(Position identification records)
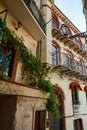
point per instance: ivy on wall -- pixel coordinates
(34, 73)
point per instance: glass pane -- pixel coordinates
(54, 55)
(6, 55)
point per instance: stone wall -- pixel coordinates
(25, 114)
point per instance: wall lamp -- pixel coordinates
(18, 25)
(65, 32)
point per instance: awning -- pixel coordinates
(85, 88)
(73, 84)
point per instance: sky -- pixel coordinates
(73, 9)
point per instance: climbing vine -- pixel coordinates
(34, 73)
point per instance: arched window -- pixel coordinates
(75, 87)
(55, 21)
(7, 59)
(54, 55)
(55, 123)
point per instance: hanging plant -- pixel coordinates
(34, 73)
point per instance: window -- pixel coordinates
(86, 96)
(78, 125)
(40, 120)
(54, 55)
(7, 59)
(55, 22)
(75, 98)
(70, 60)
(55, 123)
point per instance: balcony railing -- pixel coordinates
(65, 63)
(76, 107)
(36, 13)
(72, 43)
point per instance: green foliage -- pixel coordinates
(34, 73)
(2, 75)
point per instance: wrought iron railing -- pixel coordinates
(36, 13)
(67, 61)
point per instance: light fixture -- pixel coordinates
(3, 15)
(18, 25)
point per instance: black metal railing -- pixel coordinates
(36, 13)
(67, 61)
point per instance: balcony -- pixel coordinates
(65, 64)
(29, 15)
(72, 43)
(76, 107)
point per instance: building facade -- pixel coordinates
(47, 32)
(23, 107)
(84, 2)
(68, 73)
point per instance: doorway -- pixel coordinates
(7, 111)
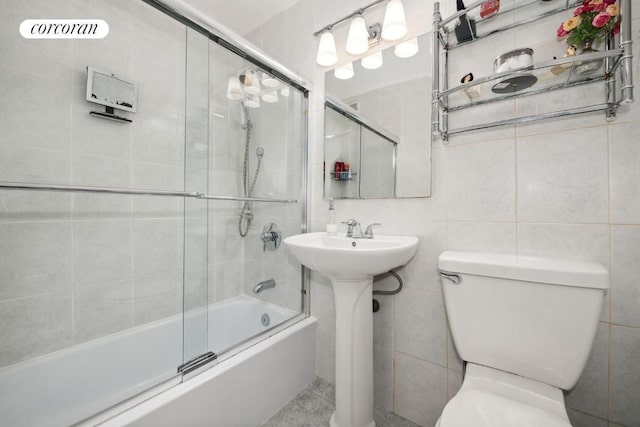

(REQUEST) Can you show every line of the data that contains the string "wall", matching case exactly?

(THE OUTPUT)
point per instance: ivy on wall -- pixel coordinates
point per instance: stone wall -- pixel coordinates
point per instance: wall lamp -- pixel coordinates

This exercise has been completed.